#### Entries provided
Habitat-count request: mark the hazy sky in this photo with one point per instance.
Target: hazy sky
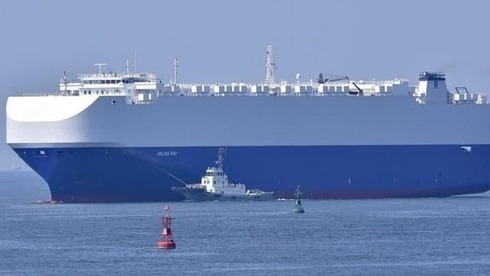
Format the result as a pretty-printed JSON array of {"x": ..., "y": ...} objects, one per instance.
[{"x": 224, "y": 41}]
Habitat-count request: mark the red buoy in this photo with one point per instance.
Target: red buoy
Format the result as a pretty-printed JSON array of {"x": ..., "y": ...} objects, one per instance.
[{"x": 167, "y": 240}]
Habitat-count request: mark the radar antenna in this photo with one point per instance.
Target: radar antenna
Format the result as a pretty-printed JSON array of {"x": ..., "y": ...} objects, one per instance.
[
  {"x": 221, "y": 152},
  {"x": 270, "y": 67},
  {"x": 100, "y": 65}
]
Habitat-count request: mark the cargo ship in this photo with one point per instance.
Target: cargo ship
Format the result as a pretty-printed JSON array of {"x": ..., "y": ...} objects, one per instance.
[{"x": 130, "y": 137}]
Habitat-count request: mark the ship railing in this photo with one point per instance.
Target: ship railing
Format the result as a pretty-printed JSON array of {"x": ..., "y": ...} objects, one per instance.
[{"x": 119, "y": 75}]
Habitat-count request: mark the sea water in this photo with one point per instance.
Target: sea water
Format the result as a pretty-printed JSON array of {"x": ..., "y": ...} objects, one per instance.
[{"x": 437, "y": 236}]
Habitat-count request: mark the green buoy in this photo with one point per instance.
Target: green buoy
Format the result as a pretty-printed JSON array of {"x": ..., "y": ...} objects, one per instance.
[{"x": 297, "y": 207}]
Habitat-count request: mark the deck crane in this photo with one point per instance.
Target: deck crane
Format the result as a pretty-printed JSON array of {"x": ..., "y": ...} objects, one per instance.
[{"x": 322, "y": 79}]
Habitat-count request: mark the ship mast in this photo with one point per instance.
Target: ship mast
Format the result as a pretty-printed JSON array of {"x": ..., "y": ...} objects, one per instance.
[
  {"x": 176, "y": 72},
  {"x": 270, "y": 67}
]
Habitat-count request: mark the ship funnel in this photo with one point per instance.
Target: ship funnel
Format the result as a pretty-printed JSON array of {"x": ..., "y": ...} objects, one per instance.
[{"x": 432, "y": 87}]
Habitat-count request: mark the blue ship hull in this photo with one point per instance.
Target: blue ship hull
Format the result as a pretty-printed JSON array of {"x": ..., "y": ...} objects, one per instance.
[{"x": 323, "y": 172}]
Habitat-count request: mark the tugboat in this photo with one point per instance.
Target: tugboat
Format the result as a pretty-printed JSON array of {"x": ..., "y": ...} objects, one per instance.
[
  {"x": 297, "y": 207},
  {"x": 216, "y": 186}
]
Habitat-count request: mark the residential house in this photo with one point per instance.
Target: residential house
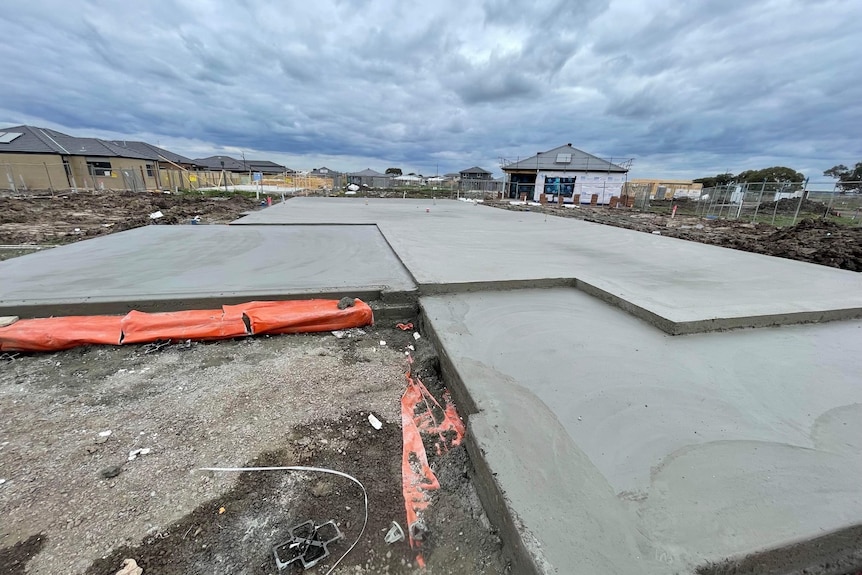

#### Job
Please find every line in the material above that contains the string "residential" and copy each of those lines. Matching is case-sensitive.

#### Task answer
Habitat-count request: mark the residential house in this photo with one point per instance.
Target: residential house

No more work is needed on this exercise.